### Written problem
Turn the items from the line with "find the blonde" to the line with "[108,139,179,169]" into a two-column CSV headed request and box, with one row per item. Put each value in its own quoted field and replace any line breaks with spaces.

─── Data provided

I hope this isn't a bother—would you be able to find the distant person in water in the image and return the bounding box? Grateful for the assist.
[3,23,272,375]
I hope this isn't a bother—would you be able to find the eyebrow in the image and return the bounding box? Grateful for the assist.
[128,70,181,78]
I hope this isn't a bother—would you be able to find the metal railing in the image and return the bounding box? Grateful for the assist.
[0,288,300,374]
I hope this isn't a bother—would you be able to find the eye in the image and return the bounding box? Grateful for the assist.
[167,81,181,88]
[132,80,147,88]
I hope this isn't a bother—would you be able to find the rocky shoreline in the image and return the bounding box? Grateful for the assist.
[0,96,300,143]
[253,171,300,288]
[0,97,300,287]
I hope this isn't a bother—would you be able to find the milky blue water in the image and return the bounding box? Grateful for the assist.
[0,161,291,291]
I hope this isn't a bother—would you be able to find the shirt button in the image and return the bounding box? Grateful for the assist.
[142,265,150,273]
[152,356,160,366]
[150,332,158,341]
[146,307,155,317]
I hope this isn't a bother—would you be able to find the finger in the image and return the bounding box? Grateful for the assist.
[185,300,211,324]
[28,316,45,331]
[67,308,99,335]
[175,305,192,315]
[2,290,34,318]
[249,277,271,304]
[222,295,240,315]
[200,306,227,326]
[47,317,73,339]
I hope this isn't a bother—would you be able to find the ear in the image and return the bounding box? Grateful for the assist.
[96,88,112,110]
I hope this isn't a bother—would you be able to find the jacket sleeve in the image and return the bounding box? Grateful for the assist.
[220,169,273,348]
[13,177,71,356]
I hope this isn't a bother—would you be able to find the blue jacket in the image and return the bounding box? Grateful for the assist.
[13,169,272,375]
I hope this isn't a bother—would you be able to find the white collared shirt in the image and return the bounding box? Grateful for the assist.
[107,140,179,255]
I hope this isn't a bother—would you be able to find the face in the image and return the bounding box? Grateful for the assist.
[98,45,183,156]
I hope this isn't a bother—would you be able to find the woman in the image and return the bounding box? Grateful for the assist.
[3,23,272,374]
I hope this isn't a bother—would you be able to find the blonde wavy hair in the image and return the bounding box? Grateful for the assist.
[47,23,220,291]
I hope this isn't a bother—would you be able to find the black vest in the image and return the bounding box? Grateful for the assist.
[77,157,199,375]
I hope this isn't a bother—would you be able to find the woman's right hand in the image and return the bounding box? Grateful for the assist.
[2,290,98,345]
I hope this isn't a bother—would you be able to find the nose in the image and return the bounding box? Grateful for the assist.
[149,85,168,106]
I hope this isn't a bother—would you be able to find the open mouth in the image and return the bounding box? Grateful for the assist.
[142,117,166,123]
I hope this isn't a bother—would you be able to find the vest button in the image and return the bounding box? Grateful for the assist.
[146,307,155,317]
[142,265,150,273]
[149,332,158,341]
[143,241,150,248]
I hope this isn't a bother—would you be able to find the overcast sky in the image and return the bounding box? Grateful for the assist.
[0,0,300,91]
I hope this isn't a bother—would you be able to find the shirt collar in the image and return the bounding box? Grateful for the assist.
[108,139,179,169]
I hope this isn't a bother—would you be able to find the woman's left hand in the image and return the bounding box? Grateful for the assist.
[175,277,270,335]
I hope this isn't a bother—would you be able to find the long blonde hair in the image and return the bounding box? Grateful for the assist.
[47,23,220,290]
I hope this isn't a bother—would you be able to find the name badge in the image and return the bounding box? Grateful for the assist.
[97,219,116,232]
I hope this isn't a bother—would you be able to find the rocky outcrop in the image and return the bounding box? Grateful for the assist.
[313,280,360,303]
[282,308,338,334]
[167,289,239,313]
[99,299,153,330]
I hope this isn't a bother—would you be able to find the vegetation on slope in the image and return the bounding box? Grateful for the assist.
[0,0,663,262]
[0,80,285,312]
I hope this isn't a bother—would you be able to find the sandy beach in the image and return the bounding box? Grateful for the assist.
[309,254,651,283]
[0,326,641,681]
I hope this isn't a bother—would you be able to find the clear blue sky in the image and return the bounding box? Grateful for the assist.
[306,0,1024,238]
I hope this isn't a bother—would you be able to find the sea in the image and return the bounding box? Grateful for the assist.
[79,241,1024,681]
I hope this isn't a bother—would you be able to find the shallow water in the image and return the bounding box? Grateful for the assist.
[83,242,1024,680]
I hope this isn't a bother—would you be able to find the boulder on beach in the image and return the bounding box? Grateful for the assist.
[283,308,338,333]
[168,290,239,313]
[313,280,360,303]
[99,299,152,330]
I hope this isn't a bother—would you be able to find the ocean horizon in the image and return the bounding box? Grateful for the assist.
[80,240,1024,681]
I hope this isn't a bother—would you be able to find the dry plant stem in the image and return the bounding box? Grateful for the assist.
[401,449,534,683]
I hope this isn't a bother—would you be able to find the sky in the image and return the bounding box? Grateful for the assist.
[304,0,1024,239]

──────

### The answer
request,box
"I hope this isn't a bother—would you be able to find the blonde wavy hair in the image and return the bounding box? Grateful for the assist.","[47,23,220,291]"
"I hope this isn't a bother—would you be able to find the black vest in the image and return the bounding box? Grateful for the assist.","[77,157,199,375]"
"I hope this isn't a bother—would you be able to find the woman's right hand in the image and return the bounding box? Grateful for the assist.","[2,290,98,345]"
"I hope this isn't a bother—would you be able to find the nose in the image and return the bounding box? Grateful for the assist.","[149,85,168,106]"
"I hope this isn't a bother—would you be able to find the open mouth in the image and return the bounding box? Grateful for the assist.","[142,117,166,123]"
"I hope this isn't a bother—would you be able to find the vest button in the image and return the bounding box? Grateful for the assist.","[146,307,155,317] [142,265,150,273] [149,332,158,341] [143,241,150,248]"
"I hope this isn't a bother—would you be able to find the overcast sky in the image and return the bounding box? Grateful for the assist.","[0,0,300,91]"
"I hope this isn't a bother—would you be able to find the shirt collar in the image and return the bounding box? Grateful for the assist.","[108,139,179,169]"